• [TASK DETAILS] Count the lines below that contain the string "clicks". Reply with the number only.

↓

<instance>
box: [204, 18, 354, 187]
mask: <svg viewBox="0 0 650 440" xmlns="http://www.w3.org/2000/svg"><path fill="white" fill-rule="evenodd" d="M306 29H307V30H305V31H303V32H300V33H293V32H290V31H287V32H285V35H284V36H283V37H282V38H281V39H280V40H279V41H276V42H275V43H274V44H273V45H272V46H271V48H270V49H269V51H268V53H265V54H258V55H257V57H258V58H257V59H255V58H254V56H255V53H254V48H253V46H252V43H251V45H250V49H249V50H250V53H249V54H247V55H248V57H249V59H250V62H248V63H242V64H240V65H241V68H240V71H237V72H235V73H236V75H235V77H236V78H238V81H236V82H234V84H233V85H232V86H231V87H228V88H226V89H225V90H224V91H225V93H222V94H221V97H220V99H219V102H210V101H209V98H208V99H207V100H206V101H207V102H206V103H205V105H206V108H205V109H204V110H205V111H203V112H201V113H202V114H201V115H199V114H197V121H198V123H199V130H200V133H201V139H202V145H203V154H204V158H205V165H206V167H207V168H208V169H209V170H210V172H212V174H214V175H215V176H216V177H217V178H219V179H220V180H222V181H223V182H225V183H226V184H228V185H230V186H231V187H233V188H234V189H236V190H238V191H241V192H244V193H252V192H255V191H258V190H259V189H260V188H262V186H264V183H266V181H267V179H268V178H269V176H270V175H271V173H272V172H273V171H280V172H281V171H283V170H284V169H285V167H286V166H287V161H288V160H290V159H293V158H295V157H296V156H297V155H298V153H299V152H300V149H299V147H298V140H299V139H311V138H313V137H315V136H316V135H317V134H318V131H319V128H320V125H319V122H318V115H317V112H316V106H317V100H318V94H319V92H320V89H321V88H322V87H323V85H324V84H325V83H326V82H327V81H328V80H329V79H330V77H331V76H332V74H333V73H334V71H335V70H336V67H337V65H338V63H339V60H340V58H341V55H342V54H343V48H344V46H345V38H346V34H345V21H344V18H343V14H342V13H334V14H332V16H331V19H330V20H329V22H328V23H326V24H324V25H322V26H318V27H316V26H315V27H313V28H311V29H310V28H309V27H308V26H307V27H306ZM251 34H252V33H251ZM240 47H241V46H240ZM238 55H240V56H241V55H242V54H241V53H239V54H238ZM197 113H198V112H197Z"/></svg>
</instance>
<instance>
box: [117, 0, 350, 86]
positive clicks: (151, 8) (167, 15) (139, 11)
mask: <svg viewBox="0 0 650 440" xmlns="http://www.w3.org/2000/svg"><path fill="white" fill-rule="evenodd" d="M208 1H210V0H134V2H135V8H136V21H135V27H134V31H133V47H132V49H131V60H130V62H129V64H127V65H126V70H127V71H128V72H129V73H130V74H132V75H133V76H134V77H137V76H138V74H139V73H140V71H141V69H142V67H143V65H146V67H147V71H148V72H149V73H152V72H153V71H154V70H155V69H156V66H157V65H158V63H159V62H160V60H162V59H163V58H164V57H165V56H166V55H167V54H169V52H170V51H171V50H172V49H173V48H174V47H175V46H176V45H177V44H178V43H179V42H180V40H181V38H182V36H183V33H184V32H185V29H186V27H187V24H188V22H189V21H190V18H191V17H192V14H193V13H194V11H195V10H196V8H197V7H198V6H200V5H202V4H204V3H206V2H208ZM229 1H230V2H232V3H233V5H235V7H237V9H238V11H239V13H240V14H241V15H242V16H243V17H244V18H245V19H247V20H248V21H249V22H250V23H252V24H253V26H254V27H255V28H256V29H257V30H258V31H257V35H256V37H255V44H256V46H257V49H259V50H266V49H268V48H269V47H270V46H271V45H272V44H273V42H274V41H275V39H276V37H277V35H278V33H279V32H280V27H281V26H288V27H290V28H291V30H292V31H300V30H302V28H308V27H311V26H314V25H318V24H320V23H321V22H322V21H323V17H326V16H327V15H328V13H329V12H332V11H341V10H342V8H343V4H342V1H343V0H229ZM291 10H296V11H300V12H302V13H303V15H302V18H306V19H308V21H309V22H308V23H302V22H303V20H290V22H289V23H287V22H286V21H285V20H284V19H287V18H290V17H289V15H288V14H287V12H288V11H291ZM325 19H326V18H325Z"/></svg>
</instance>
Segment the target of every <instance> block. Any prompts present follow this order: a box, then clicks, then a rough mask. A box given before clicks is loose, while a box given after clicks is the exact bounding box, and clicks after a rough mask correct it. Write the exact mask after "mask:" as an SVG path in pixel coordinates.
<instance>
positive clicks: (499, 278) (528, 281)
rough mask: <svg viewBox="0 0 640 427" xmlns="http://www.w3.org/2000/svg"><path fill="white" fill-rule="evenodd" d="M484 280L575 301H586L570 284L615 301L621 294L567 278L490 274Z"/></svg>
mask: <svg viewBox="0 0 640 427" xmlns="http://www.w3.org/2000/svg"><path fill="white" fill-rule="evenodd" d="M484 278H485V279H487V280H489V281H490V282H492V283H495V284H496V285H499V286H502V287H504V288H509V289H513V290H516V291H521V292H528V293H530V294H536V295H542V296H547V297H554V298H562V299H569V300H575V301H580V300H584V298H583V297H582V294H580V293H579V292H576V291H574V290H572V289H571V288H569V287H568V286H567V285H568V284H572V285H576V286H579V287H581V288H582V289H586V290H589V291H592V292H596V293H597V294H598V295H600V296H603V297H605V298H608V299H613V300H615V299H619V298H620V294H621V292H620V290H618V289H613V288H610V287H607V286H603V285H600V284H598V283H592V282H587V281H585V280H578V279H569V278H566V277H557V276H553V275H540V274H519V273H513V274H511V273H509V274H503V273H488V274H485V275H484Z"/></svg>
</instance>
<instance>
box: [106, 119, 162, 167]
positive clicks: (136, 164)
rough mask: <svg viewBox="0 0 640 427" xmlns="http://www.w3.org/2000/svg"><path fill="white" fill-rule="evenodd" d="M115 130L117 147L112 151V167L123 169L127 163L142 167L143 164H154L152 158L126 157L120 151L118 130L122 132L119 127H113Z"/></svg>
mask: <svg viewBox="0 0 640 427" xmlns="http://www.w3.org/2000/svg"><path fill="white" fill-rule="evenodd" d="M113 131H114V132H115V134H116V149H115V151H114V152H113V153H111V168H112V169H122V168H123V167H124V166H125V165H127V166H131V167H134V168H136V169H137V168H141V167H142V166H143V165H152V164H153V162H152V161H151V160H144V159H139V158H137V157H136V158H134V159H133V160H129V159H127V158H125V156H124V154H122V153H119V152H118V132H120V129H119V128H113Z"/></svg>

↑

• [RESPONSE AREA] 4